(Stored data)
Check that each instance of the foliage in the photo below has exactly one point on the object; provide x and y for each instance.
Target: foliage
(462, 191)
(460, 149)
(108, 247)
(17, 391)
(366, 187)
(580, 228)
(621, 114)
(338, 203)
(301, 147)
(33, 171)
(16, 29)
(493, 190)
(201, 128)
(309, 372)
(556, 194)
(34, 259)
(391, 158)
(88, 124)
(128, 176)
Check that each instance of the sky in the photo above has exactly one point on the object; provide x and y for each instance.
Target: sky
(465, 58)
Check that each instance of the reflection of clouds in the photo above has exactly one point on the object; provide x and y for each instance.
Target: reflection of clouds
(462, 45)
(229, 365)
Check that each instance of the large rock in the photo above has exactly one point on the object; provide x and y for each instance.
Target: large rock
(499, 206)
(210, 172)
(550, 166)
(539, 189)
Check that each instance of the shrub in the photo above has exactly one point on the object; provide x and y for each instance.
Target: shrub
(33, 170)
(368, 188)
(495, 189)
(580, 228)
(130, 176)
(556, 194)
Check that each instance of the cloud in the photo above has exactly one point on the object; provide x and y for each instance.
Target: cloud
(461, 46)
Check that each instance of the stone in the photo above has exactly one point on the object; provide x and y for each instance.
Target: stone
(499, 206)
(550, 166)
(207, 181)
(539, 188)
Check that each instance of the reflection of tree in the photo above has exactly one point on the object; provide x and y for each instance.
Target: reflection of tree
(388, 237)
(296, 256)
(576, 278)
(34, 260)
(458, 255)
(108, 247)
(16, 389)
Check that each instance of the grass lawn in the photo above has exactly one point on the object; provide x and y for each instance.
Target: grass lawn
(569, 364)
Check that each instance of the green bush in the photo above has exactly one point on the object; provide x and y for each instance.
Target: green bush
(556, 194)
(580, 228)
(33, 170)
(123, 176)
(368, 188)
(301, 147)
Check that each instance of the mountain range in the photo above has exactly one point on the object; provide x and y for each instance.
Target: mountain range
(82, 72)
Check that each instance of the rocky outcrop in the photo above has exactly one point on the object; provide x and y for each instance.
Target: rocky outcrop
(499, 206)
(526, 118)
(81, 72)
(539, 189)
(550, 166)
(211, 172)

WHAT THIS TASK INVOLVES: Your task is to output exactly the lines running from the one with "Check that each instance of the cloud" through the final line of the material above, with both ends included.

TASK OUTPUT:
Check that each instance of the cloud in the photo above has exactly one point on the object; provide x and y for each instance.
Target: cloud
(461, 46)
Check that each instance of the stone in the photo above has exactly one point on the object; provide x and y for each instance.
Target: stone
(499, 206)
(550, 166)
(207, 181)
(539, 188)
Check that each instance of the reflection of tree in the photo above has exactly one point on the object; provide x and y for each instance.
Target: reflection of tree
(388, 237)
(296, 256)
(576, 278)
(34, 260)
(458, 255)
(108, 247)
(16, 389)
Check that each instance of the grass lawn in the photo above has exactly one point on the object; provide x and y for each instance.
Target: grass lawn
(569, 364)
Check that each instance of the green bush in the photo above has exactly one point on the object; provide x and y for each instance.
Target: green bush
(556, 194)
(580, 228)
(33, 170)
(123, 176)
(368, 188)
(301, 147)
Check that each instance of the mountain range in the photo above has exactly one point on the object; provide x and y for each instance.
Target: mountain range
(82, 72)
Check that each instance of the rocky outcrop in the photo above has exactly one point on the object; provide x and y for each instance.
Target: rocky outcrop
(499, 206)
(526, 118)
(81, 72)
(539, 189)
(550, 166)
(211, 172)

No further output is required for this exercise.